● Task
Please print every one of the rows below word for word, changing nothing.

----------

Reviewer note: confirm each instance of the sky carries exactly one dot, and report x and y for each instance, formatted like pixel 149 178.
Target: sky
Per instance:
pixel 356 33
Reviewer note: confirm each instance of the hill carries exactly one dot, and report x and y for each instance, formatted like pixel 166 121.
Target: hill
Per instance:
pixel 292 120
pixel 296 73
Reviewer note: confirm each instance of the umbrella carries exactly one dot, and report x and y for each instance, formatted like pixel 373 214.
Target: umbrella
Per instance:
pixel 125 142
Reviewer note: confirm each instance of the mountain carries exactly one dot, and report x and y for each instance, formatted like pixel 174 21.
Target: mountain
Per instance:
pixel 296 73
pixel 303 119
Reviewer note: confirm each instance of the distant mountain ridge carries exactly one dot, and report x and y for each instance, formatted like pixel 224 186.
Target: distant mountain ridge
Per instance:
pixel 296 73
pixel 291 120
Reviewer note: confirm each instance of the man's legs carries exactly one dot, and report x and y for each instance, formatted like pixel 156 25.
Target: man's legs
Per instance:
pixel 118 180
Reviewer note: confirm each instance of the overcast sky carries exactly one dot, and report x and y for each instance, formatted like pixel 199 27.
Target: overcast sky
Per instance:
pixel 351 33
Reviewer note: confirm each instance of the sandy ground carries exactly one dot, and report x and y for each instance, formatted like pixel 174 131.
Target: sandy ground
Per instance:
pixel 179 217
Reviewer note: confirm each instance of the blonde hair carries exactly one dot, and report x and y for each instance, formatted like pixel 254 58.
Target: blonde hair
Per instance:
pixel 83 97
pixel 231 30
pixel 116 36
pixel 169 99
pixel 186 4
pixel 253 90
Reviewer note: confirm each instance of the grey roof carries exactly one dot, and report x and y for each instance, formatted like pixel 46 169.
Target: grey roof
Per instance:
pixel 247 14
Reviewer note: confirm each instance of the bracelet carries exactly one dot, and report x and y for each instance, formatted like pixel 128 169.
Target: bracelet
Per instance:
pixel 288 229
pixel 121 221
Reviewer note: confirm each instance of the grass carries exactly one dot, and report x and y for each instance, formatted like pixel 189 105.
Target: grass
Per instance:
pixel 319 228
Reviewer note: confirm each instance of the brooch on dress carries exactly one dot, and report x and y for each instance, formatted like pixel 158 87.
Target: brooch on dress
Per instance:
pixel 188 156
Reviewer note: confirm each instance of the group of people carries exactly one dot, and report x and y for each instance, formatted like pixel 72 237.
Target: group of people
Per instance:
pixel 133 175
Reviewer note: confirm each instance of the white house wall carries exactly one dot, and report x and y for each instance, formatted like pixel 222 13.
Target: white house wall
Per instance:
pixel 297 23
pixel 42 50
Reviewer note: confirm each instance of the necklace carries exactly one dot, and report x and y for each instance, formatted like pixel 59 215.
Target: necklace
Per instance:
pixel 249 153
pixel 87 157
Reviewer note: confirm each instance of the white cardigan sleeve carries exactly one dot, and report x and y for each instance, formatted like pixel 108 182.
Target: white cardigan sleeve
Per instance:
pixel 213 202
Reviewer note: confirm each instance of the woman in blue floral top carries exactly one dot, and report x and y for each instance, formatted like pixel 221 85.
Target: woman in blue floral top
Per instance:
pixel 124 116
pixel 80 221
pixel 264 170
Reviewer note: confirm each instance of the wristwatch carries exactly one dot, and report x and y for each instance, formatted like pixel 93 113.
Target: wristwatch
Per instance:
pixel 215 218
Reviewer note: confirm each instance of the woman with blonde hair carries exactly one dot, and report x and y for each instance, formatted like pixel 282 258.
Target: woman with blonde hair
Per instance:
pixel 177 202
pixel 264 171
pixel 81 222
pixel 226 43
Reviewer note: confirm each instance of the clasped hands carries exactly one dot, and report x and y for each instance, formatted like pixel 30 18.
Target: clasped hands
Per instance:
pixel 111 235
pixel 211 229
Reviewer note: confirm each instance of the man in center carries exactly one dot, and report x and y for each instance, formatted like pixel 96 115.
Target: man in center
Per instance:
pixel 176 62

----------

● Complete output
Reviewer note: confirm each instance of the sky carries exactly one dot, and report x and y for each instance, formatted like pixel 149 178.
Target: sky
Per instance:
pixel 356 33
Reviewer note: confirm each instance of the hill carries exactly one dot, and report x and y for each instance, formatted like pixel 166 121.
Target: hill
Per instance:
pixel 292 120
pixel 296 73
Reviewer note: confirm each instance of the umbrella carries exactly one dot, and report x and y for each instance, formatted like pixel 373 214.
Target: umbrella
Per instance:
pixel 125 142
Reviewer note: confirm each instance of the mountain carries exactly one dot, and report x and y for each instance, formatted like pixel 174 21.
Target: mountain
Per instance:
pixel 296 73
pixel 303 119
Reviewer note: confirm each instance of the distant mountain ridge carries exactly one dot, and report x and y for each instance, formatted like pixel 224 186.
Target: distant mountain ridge
Per instance:
pixel 296 73
pixel 291 120
Reviewer note: confirm each instance of the man's legs carries exactly one dot, and report x and y for each instance, formatted like pixel 156 25.
Target: man's legs
Per instance:
pixel 118 180
Reviewer note: confirm each instance of the overcast sky carries exactly one dot, and report x and y for each instance, formatted like pixel 199 27.
Target: overcast sky
Per instance:
pixel 351 33
Reviewer note: confirm each instance of the sandy ground carries exactly one dot, and report x and y for each instance, formatted like pixel 174 131.
Target: sandy ground
Per instance:
pixel 179 217
Reviewer note: confirm each instance of the blonde hair carries exactly one dot, and report x and y for each instance, formatted like pixel 254 58.
Target: blonde hair
Per instance:
pixel 83 97
pixel 231 30
pixel 116 36
pixel 169 99
pixel 186 4
pixel 253 90
Reviewer note: confirm each instance of the grey roof carries exactly one dot, and report x and y for each instance, formatted like pixel 46 169.
Target: grey roof
Per instance:
pixel 247 14
Reviewer note: confirm each instance of the bracelet carries exactly one dot, and report x and y for each instance, formatted like pixel 128 169.
Target: bracelet
Per instance:
pixel 288 229
pixel 121 221
Reviewer note: confirm each instance of the grass carries exactly one dot, and report x and y for each instance, formatted like pixel 189 105.
Target: grass
Per instance:
pixel 319 228
Reviewer note: confirm each instance of the brooch on dress carries exactly one dot, and report x and y for each instance, formatted like pixel 158 87.
Target: brooch on dress
Per instance:
pixel 188 156
Reviewer note: confirm each instance of the group of people carries exactly one dot, and report x and y for each instance, formatted like pixel 72 237.
Target: group of people
Per instance:
pixel 133 175
Reviewer note: confirm each instance of the white house wall carries exactly one dot, and report x and y for each instance, formatted like pixel 222 13.
Target: white house wall
Per instance:
pixel 297 23
pixel 42 50
Reviewer note: confirm each instance of the necklace carries exactly one dot, and report x and y for each instance, formatted like pixel 59 215.
Target: necklace
Per instance:
pixel 249 153
pixel 87 157
Reviewer note: confirm each instance of the white cardigan sleeve carries exactly one dot, and report x and y for each instance, formatted like pixel 108 182.
Target: white cardigan sleeve
Per instance:
pixel 213 202
Reviewer note: confirm each instance of the woman in blue floral top carries exactly one dot, and report x and y for each instance, formatted like pixel 221 85.
Target: woman in blue floral top
Per instance:
pixel 124 116
pixel 80 221
pixel 264 170
Reviewer note: confirm each instance of the wristwatch carries exactly one dot, and report x and y for each instance, formatted like pixel 93 113.
Target: wristwatch
Per instance:
pixel 215 218
Reviewer note: confirm each instance of the woman with blonde hair carries exactly one dot, and report x and y for each instance, formatted like pixel 282 258.
Target: woman with blonde hair
Per instance:
pixel 177 202
pixel 264 171
pixel 81 222
pixel 226 43
Reviewer note: confirm each instance of the clasped hands carries exactly one dot, and report x and y for each instance, formatted like pixel 30 18.
Target: clasped hands
Per instance:
pixel 111 235
pixel 211 229
Reviewer note: confirm each instance of the man in center carries exactly one dot, and report x and y for each instance, formatted like pixel 96 115.
Target: man in center
Per instance:
pixel 176 62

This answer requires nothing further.